◆ 課題一覧:
[1] 次の(a)〜(c)の記述が建設業界の早期キャリア教育に関する文章の内容と合うかどうかを「はい」か「いいえ」で答え、判断の決め手となる文中の語句をそのまま引用せよ。(a) 2020年7月に帝国データバンクが発表した調査で、建設業は従業員が不足している業種の第1位だった。(b) 国土交通省の「学校キャラバン」は2020〜2021年にも開催された。(c) 「こどものけんちくがっこう」のワークショップは月1回行われている。
[2] 建設業界の早期キャリア教育に関する文章を、最後の文の次から引き継いで書き進めよ。

◆ 提示文:
建設の人手不足を解消する、子ども向けキャリア教育

 恒常的な人手不足に悩む建設業界で近年、早期キャリア教育が進んでいます。国土交通省の「建設産業の魅力を発信する小学生向けキャラバン」、キッズデザインアワードを受賞した「こどものけんちくがっこう」などが、その一例です。ここでは、工夫を凝らした建設業界の早期キャリア教育の内容を紹介します。

各社が熱を入れる、建設の3Kイメージを変える取り組み

 建設業界は人手不足の慢性化が際立つ業界です。2020年7月に帝国データバンクが発表した調査では「従業員が不足している業種 第1位」でした。

 人手不足解消のために、大手建設会社や関連団体がいま力を入れているのが、子どもや親子をターゲットにしたキャリア教育です。小中学校への出前授業や子どもを対象にしたワークショップに加えて、親子で楽しめるイベントや会社見学などを実施し、「いかに建設業が社会を支える大切な仕事であるか」「テクノロジーの導入が進んでいるか」「高度かつ専門的な知識産業であるか」といったことを広く啓蒙しています。

 建設業界だけでなく、小売業や運輸業、ICT産業など、人手不足に苦しむ業界はほかにも増えています。「建設業のキャリア教育」は、これらの業界にとっても大いに参考になる取り組みと言えそうです。

国交省や大成建設が取り組むキャリア教育とは

 具体的な事例を見ていきましょう。国、NPO法人、民間企業、それぞれの特徴ある取り組みを紹介します。

 国土交通省が実施しているのが、建設業界の社会的な役割やものづくりの素晴らしさを語りかけ、交流する「学校キャラバン」です。2019年9月に千葉市立鶴沢小学校で開催された通算24回目のキャラバンでは、「災害」をテーマに、災害時に建設業界がどのように活躍するかを学んだり、ドローンが飛行する様子を見学できる内容が展開されました。ほかにもミニショベルカーの乗車体験など、小学生5年生を対象に約1時間半、楽しみながら学べるプログラムが提供されました。新型コロナウイルスの影響もあり、2020~2021年は開催されていませんが、対面での交流が可能となったら再開されるかもしれません。

 鹿児島大学建築学科環境建築研究室(鷹野研究室)と株式会社ベガハウスの産学協同により2016年4月に設立され、2018年にNPO法人となったのが、「こどものけんちくがっこう」です。「日ごろ何気なく触れている建物や住環境について、実際のものづくりを通して体験的に学ぶ場」というコンセプトで、月2回、鹿児島大学構内で小学3年生~中学生を対象にしたワークショップが行われています。「電動工具を使って椅子をつくる」「棚をつくる」といった定期授業のほか、「商業施設の屋上に子どもの遊び場をつくる」などの特別授業もあり、外部との連携も盛んです。コロナ禍においては、フィンランドやスウェーデンの人とインターネットを介してコミュニケーションを取りながら北欧の住まいや街を知る「世界の住まいを学ぼう」というオンライン授業も行われました。2020年度には日本建築学会教育賞、第14回キッズデザイン賞を、2021年度には科学技術賞を受賞しています。

◆ 学習資料:
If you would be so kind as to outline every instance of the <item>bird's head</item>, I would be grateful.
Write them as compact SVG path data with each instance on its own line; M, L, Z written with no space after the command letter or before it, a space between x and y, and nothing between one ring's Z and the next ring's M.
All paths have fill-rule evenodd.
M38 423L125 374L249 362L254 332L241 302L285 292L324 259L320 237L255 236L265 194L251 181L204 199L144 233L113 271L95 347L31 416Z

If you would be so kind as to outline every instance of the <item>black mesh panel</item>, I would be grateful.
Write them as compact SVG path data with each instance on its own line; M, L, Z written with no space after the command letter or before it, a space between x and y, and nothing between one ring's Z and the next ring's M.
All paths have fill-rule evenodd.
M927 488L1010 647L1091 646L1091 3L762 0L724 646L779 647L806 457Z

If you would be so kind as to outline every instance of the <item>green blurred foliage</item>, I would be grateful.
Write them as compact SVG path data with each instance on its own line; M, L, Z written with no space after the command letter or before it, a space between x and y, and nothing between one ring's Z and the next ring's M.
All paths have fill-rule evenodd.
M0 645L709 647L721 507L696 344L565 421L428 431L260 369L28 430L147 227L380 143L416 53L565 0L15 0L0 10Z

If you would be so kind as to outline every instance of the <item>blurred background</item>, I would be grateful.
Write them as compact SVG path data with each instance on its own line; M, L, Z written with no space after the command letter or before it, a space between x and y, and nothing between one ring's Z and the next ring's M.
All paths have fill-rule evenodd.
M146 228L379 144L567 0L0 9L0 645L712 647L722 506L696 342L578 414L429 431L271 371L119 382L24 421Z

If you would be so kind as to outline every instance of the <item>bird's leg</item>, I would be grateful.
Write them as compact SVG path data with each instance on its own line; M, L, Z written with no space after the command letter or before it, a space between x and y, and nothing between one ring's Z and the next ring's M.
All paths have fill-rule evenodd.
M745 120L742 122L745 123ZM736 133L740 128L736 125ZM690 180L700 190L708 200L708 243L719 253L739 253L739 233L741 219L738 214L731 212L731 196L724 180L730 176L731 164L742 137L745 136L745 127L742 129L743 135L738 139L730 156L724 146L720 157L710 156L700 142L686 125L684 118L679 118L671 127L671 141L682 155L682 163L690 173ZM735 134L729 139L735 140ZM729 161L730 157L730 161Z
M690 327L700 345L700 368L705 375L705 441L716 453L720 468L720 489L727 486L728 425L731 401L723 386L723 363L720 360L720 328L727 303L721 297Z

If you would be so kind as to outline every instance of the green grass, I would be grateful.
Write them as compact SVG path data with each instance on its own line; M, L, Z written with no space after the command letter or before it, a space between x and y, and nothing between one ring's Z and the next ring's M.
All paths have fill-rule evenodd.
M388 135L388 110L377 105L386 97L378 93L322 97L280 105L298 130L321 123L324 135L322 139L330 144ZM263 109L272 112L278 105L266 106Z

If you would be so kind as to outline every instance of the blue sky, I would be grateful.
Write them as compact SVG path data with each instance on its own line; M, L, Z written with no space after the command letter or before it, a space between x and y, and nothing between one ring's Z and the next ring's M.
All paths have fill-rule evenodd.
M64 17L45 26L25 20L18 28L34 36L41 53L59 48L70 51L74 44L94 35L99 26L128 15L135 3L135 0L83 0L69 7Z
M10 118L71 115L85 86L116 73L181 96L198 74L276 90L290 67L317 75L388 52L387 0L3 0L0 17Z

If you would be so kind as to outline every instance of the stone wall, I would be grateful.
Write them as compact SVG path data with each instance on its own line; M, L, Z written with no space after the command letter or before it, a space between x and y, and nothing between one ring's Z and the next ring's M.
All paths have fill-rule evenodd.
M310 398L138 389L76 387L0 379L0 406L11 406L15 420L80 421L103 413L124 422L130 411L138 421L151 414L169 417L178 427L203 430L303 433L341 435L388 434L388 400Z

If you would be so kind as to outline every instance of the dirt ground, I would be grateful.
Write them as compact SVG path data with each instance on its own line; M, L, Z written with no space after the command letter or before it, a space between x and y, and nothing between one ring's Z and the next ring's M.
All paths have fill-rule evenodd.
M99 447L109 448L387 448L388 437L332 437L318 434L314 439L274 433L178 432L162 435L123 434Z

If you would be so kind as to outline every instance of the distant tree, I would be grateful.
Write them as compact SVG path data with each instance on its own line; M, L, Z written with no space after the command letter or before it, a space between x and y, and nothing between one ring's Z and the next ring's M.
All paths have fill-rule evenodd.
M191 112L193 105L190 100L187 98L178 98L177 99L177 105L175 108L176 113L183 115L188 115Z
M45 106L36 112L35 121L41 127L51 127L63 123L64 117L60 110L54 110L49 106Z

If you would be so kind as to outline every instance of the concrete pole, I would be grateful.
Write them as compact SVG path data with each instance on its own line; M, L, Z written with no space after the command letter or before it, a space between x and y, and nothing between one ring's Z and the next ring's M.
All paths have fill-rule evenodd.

◆ 各課題の解答:
[1]
(a) はい。「2020年7月に帝国データバンクが発表した調査では「従業員が不足している業種 第1位」でした。」
(b) いいえ。「2020~2021年は開催されていません」
(c) いいえ。「月2回、鹿児島大学構内で小学3年生~中学生を対象にしたワークショップが行われています。」

[2]
 大手ゼネコンの大成建設株式会社は、2019年8月、横浜の技術センターで、小中学生親子を対象とした技術見学会を開催しています。ヘッドマウントディスプレイを装着した状態での重機の遠隔操作や、「無音響風洞実験棟」での高層ビルなどで発生する風切り音の体験など、最新のテクノロジーや高度な建設技術を目の当たりにし、子どもだけでなく保護者に対しても建設業の魅力を伝えることができました。

 ほかにも、株式会社清水建設発のNPO法人が運営する学びと遊びの体験プログラム「CANVAS」や、株式会社鹿島建設が運営する子ども向け建設ポータルサイト「カジマキッズアカデミー」、相羽建設株式会社の「こども工務店」など、さまざまな企業・団体が多くの子ども向け教育プログラムを展開しています。

全国の学校で「キャリア・パスポート」運用開始! 高まるキャリア教育の重要性

 2020年度より、全国の小中高校で「キャリア・パスポート」を活用したキャリア教育の取り組みがスタートしました。キャリア・パスポートとは、将来の夢や自分の成長、学び、感じたことなどを記しておくツールです。児童・生徒が自ら記録するというところと、小学校だけでなく、中学校、高校と引き継がれ、記録と振り返りが続いていくところが特徴となっています。

 こうした学校教育の流れもあり、いま、ますますキャリア教育が注目を集めているのです。子どもたちに仕事について知ってもらい、興味を抱いてもらうことが、いままで以上に人手不足の解消や業界の活性化に大きな意味をもつと考えられています。キャリア教育は、建設業界になくてはならない存在になっていくことでしょう。